- **REQUIRED TASK**:
Extract each line in the entries below that contains the word "floor", and copy those lines one per line.
>> BEGIN STORED RECORDS
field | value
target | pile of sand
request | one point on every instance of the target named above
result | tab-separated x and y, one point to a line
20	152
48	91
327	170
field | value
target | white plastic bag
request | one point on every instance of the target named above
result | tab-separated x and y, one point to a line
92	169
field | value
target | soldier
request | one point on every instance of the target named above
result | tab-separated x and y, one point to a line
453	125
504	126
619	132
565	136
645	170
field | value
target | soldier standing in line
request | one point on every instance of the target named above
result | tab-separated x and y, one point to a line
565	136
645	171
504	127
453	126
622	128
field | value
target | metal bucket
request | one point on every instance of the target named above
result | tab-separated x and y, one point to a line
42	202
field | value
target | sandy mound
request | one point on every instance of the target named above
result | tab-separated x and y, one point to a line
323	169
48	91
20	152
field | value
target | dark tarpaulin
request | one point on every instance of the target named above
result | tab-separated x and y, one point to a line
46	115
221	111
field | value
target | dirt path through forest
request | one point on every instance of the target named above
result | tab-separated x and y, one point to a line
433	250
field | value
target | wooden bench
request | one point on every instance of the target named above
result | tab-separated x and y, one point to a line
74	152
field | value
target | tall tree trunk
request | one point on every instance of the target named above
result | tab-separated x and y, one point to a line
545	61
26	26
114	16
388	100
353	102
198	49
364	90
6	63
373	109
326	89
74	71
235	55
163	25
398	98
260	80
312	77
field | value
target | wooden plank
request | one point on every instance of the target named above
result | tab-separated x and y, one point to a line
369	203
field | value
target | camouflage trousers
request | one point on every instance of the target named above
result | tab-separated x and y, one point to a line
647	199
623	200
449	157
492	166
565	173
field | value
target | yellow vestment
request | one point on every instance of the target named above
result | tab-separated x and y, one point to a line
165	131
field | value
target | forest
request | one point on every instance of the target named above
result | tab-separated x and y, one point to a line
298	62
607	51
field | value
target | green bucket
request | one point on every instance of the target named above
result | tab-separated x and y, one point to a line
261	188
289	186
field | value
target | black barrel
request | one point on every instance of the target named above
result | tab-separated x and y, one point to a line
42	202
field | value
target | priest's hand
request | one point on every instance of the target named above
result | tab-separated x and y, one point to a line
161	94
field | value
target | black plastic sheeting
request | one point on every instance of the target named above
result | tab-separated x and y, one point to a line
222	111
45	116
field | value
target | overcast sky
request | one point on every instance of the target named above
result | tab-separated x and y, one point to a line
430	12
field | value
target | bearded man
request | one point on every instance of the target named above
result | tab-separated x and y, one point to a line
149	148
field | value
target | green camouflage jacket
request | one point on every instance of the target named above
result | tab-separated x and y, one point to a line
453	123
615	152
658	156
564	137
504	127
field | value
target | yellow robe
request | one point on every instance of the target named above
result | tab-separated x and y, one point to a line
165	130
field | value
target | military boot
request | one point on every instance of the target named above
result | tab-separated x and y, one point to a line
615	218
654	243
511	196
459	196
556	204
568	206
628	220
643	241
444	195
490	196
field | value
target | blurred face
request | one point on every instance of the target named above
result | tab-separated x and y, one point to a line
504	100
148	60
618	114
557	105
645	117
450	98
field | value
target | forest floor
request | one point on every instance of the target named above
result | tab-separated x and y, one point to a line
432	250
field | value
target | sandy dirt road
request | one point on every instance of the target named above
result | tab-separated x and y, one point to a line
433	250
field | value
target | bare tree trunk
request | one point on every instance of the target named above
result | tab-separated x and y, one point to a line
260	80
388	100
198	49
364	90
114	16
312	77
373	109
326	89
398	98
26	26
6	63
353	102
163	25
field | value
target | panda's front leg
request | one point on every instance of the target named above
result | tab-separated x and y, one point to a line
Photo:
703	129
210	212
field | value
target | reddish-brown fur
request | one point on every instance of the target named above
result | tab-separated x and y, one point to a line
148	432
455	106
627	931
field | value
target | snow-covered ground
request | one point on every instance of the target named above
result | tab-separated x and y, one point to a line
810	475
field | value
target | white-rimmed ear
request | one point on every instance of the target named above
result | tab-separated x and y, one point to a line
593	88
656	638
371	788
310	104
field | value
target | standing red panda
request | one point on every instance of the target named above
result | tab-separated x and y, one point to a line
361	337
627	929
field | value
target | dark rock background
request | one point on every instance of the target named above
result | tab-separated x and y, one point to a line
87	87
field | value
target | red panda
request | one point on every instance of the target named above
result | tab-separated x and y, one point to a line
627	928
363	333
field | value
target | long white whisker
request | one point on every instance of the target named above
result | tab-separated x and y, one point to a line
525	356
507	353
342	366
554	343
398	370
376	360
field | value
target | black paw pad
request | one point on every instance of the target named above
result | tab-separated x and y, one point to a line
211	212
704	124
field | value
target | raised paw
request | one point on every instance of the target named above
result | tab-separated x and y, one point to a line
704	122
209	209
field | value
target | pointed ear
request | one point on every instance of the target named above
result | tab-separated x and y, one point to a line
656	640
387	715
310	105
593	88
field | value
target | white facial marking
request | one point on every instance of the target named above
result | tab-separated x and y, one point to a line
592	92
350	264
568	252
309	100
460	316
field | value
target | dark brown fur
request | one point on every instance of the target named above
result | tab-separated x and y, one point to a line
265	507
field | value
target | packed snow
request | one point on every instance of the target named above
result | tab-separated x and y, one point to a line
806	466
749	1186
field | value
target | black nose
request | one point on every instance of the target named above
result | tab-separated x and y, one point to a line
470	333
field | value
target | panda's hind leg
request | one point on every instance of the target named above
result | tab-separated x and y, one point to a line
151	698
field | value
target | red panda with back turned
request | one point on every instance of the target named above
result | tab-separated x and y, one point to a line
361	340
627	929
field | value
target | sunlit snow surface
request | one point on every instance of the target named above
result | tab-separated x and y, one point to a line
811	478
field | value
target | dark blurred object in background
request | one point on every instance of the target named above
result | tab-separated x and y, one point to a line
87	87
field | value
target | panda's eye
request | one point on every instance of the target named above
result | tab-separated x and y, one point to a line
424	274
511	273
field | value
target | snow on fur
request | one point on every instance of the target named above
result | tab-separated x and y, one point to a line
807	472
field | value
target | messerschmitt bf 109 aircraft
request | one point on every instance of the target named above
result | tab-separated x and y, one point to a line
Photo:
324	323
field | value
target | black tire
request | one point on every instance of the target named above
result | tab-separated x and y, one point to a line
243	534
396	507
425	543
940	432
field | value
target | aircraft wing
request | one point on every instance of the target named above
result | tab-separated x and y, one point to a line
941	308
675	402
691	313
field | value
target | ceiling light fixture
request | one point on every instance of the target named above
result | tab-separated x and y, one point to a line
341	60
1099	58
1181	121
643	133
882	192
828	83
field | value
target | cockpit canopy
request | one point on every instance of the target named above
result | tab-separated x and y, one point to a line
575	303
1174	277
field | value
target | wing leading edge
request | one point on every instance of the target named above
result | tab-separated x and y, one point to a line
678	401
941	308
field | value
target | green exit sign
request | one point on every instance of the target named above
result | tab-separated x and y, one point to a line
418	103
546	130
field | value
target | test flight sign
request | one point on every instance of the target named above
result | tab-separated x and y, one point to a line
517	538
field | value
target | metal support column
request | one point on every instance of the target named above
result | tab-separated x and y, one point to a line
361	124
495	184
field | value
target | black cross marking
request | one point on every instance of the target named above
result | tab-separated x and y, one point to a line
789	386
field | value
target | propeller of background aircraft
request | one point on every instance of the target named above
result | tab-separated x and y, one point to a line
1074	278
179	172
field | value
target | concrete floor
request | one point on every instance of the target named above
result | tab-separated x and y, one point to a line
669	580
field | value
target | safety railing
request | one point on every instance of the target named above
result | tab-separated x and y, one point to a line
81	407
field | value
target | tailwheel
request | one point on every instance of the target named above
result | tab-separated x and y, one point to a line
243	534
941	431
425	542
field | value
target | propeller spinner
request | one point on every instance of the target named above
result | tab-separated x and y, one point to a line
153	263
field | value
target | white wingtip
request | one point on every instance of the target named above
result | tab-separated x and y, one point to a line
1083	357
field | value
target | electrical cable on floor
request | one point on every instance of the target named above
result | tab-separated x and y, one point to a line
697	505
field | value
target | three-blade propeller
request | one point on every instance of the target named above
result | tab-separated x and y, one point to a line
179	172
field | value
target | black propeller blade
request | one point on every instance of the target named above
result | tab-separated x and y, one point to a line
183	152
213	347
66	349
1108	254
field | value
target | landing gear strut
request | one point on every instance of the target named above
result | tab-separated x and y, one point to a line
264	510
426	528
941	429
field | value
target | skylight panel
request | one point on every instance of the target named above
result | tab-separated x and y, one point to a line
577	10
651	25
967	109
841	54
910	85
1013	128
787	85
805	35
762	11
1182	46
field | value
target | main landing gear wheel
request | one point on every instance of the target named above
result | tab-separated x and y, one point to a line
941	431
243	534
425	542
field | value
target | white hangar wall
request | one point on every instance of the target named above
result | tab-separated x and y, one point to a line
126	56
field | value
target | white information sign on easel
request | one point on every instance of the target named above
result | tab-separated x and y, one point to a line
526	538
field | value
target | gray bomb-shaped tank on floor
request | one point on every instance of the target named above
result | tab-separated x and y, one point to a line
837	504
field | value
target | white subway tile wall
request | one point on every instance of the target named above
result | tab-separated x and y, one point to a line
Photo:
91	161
>> END STORED RECORDS
- **EXERCISE ANSWER**:
target | forest floor
target | concrete floor
target | electrical cable on floor
target | gray bomb-shaped tank on floor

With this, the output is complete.